PROBLEM DETAILS: Take the entries below and print all of them exactly, please.

DATASET CONTENT:

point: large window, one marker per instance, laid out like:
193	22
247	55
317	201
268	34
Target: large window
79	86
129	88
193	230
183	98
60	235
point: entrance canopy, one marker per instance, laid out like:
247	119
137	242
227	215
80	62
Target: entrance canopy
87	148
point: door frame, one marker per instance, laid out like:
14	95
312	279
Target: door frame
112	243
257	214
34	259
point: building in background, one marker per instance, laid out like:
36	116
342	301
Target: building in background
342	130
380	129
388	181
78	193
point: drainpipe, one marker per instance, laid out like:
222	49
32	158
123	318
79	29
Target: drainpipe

THE ANSWER:
point: large window, one marker per instance, laid out like:
193	22
247	55
317	201
268	34
Target: large window
79	86
129	88
193	230
183	98
60	235
point: entrance canopy, one marker per instance, laid out like:
247	119
137	242
227	215
80	62
Target: entrance canopy
87	148
point: door frame, one marker per instance, laid out like:
14	95
312	279
Target: door frame
112	243
257	214
34	259
point: building in background, one marker per instance, laid out like:
36	116
342	301
Target: building in background
342	130
380	129
388	181
78	193
point: drainpipe, one marker per instance, laid out like:
222	49
32	158
123	318
79	29
Target: drainpipe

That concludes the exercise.